_REQUIREMENT_
All of the data must be output without alteration.

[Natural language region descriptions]
********
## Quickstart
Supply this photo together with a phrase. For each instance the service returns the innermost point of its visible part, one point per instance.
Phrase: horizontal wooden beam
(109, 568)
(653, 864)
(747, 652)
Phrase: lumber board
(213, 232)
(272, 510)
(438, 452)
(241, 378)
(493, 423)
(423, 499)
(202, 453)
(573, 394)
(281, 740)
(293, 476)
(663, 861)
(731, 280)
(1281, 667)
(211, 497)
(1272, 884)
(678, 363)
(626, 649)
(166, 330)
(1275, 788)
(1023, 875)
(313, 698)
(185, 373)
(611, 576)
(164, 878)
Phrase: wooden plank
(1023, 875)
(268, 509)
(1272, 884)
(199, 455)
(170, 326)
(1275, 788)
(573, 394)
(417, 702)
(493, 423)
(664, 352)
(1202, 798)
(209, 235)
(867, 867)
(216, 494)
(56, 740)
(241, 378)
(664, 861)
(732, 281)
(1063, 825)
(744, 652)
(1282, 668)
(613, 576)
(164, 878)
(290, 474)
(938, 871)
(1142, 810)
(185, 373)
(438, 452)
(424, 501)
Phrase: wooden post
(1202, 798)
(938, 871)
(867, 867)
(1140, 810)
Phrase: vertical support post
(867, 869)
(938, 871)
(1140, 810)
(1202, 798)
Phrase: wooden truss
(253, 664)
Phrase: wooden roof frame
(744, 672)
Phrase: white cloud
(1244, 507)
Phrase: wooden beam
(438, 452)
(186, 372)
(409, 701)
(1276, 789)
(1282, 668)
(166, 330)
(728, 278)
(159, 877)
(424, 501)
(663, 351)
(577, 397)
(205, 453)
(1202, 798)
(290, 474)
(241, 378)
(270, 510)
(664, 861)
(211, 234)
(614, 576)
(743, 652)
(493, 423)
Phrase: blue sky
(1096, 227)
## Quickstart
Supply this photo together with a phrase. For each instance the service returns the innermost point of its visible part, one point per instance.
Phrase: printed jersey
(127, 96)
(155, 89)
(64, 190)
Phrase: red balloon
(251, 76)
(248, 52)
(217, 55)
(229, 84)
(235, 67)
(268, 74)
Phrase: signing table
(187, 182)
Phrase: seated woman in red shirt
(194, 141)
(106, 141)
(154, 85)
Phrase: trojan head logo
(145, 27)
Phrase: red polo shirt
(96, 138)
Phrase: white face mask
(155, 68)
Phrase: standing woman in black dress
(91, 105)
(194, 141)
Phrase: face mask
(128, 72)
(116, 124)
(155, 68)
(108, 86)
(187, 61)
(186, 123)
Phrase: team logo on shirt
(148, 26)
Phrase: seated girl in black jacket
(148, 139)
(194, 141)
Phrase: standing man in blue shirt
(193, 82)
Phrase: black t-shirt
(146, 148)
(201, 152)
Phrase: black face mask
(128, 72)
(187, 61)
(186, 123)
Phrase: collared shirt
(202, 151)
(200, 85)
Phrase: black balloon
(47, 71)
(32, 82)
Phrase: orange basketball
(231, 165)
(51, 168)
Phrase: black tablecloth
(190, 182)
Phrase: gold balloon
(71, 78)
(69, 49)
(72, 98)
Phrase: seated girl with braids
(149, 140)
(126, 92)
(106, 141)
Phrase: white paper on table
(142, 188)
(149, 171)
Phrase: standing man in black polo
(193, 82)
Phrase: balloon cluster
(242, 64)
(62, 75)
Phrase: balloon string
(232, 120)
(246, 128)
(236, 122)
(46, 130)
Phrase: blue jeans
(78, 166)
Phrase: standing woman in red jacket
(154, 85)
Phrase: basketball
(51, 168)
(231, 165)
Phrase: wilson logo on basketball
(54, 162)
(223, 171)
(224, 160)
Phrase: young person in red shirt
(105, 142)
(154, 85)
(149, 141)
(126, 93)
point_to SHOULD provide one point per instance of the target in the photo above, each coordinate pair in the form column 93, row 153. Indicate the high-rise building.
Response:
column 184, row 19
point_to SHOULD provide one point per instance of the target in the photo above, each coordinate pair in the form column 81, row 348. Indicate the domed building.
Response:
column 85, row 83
********
_TASK OUTPUT_
## Quickstart
Supply this photo together with a phrase. For each instance the service returns the innermost point of its visible part, one point per instance.
Phrase: horizontal wooden beam
(109, 568)
(653, 864)
(747, 652)
Phrase: lumber board
(213, 232)
(272, 510)
(438, 452)
(241, 378)
(493, 423)
(423, 499)
(202, 453)
(573, 394)
(281, 740)
(293, 476)
(663, 861)
(731, 280)
(1281, 667)
(211, 497)
(1272, 884)
(678, 363)
(626, 649)
(166, 330)
(1275, 788)
(1023, 875)
(313, 698)
(185, 373)
(611, 576)
(164, 878)
Phrase: wooden plank
(1023, 875)
(268, 509)
(1272, 884)
(199, 455)
(170, 326)
(1275, 788)
(573, 394)
(417, 702)
(493, 423)
(664, 352)
(1202, 798)
(209, 235)
(867, 867)
(216, 494)
(56, 740)
(241, 378)
(664, 861)
(732, 281)
(1063, 825)
(744, 652)
(1282, 668)
(613, 576)
(164, 878)
(290, 474)
(938, 871)
(1142, 810)
(185, 373)
(438, 452)
(424, 501)
Phrase: wooden post
(1202, 798)
(938, 871)
(867, 867)
(1140, 810)
Phrase: vertical support post
(867, 869)
(938, 871)
(1140, 810)
(1202, 798)
Phrase: wooden truss
(253, 664)
Phrase: wooden roof frame
(744, 672)
Phrase: white cloud
(1244, 507)
Phrase: wooden beam
(438, 452)
(186, 372)
(409, 701)
(1276, 789)
(1282, 668)
(166, 330)
(728, 278)
(159, 877)
(424, 501)
(663, 351)
(577, 397)
(205, 453)
(1202, 798)
(290, 474)
(241, 378)
(270, 510)
(664, 861)
(211, 234)
(614, 576)
(743, 652)
(493, 423)
Phrase: blue sky
(1096, 227)
## Quickstart
Supply this photo together with a phrase. For each instance the service returns the innermost point of its visible part, one point per instance.
Phrase: printed jersey
(127, 96)
(155, 89)
(64, 190)
Phrase: red balloon
(251, 76)
(248, 52)
(217, 55)
(229, 84)
(235, 67)
(268, 74)
Phrase: signing table
(187, 182)
Phrase: seated woman in red shirt
(194, 141)
(106, 141)
(154, 85)
Phrase: trojan head logo
(145, 27)
Phrase: red polo shirt
(96, 138)
Phrase: white face mask
(155, 68)
Phrase: standing woman in black dress
(91, 105)
(194, 141)
Phrase: face mask
(128, 72)
(116, 124)
(155, 68)
(108, 86)
(187, 61)
(186, 123)
Phrase: team logo on shirt
(148, 26)
Phrase: seated girl in black jacket
(148, 139)
(194, 141)
Phrase: standing man in blue shirt
(193, 82)
Phrase: black t-shirt
(146, 148)
(201, 152)
Phrase: black face mask
(128, 72)
(187, 61)
(186, 123)
Phrase: collared shirt
(202, 151)
(200, 85)
Phrase: black balloon
(47, 71)
(32, 82)
Phrase: orange basketball
(231, 165)
(51, 168)
Phrase: black tablecloth
(190, 182)
Phrase: gold balloon
(71, 78)
(69, 49)
(72, 98)
Phrase: seated girl with braids
(149, 140)
(126, 92)
(106, 141)
Phrase: white paper on table
(142, 188)
(149, 171)
Phrase: standing man in black polo
(193, 82)
Phrase: balloon cluster
(242, 64)
(62, 75)
Phrase: balloon string
(232, 120)
(246, 128)
(236, 122)
(46, 130)
Phrase: blue jeans
(78, 166)
Phrase: standing woman in red jacket
(154, 85)
Phrase: basketball
(51, 168)
(231, 165)
Phrase: wilson logo on basketball
(54, 162)
(223, 171)
(224, 160)
Phrase: young person in red shirt
(105, 142)
(154, 85)
(149, 141)
(126, 93)
point_to SHOULD provide one point per instance of the target in the photo above, each coordinate pair in the form column 93, row 153. Indicate the high-rise building.
Response:
column 184, row 19
point_to SHOULD provide one point per instance of the target in the photo above, each coordinate pair in the form column 81, row 348. Indicate the domed building.
Response:
column 85, row 83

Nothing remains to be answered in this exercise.